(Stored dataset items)
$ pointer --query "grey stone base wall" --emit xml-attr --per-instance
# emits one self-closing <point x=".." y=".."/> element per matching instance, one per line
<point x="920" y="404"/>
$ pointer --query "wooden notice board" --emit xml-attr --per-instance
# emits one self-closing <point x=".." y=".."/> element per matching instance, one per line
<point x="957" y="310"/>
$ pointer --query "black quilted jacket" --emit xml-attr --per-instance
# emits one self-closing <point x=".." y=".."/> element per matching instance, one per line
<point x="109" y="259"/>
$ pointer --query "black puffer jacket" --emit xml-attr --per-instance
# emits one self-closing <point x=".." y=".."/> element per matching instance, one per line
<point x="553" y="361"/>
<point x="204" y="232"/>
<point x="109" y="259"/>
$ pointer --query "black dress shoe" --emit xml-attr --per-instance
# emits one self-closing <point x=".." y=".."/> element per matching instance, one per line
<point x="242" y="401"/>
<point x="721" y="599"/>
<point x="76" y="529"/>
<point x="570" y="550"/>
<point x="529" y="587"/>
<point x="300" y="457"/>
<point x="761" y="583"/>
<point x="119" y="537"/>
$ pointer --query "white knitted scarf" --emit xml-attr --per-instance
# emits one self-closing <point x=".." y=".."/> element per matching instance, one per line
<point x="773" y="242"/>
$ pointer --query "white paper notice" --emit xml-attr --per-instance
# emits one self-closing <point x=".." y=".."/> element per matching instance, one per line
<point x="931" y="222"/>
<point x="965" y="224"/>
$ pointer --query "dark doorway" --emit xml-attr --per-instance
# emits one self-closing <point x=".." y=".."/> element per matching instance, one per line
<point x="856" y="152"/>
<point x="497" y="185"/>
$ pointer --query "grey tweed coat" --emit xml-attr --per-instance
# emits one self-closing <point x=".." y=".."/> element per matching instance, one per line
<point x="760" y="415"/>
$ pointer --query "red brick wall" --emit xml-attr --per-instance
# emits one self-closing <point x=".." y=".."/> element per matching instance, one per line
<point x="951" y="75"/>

**EXERCISE DIRECTIONS**: All the records above must be transcribed without a single change to any word.

**REPLY TO THE TASK**:
$ pointer --query "grey stone base wall" --emit xml-attr --per-instance
# emits one self-closing <point x=".." y=".."/> element per matching instance, one per line
<point x="920" y="404"/>
$ pointer --query "wooden notice board" --emit xml-attr --per-instance
# emits one self-closing <point x=".." y=".."/> element per matching instance, one per line
<point x="957" y="310"/>
$ pointer --query "black quilted jacket" --emit xml-attr --per-instance
# emits one self-closing <point x=".." y=".."/> element per matching instance, one per line
<point x="109" y="259"/>
$ pointer --query "black puffer jacket" --emit xml-attr --per-instance
# emits one self-closing <point x=".." y=".."/> element per matching instance, one per line
<point x="553" y="361"/>
<point x="204" y="232"/>
<point x="109" y="259"/>
$ pointer --query "black dress shoe" --emit xml-attr --per-instance
# emits one self-closing <point x=".." y=".."/> element per matching instance, one per line
<point x="242" y="401"/>
<point x="721" y="599"/>
<point x="76" y="529"/>
<point x="570" y="550"/>
<point x="529" y="587"/>
<point x="300" y="457"/>
<point x="761" y="583"/>
<point x="119" y="537"/>
$ pointer --query "white knitted scarf" --emit xml-attr --per-instance
# emits one self-closing <point x=".." y=".."/> element per matching instance, one per line
<point x="773" y="242"/>
$ pointer --query "white paper notice" --emit xml-attr --per-instance
# emits one self-closing <point x=".." y=".."/> element per matching instance, one per line
<point x="931" y="222"/>
<point x="965" y="224"/>
$ pointer --query "dark doorway" --emit xml-attr --per-instance
# emits one self-closing <point x=".." y=".."/> element per matching instance, one per line
<point x="856" y="152"/>
<point x="497" y="185"/>
$ pointer --query "grey tweed coat" --emit xml-attr --per-instance
# emits one self-closing <point x=".." y=".."/> element per matching instance, one per line
<point x="760" y="415"/>
$ pointer --query "red brick wall" --emit xml-attr --per-instance
# emits one self-closing <point x=".." y=".."/> element per matching instance, one per line
<point x="951" y="75"/>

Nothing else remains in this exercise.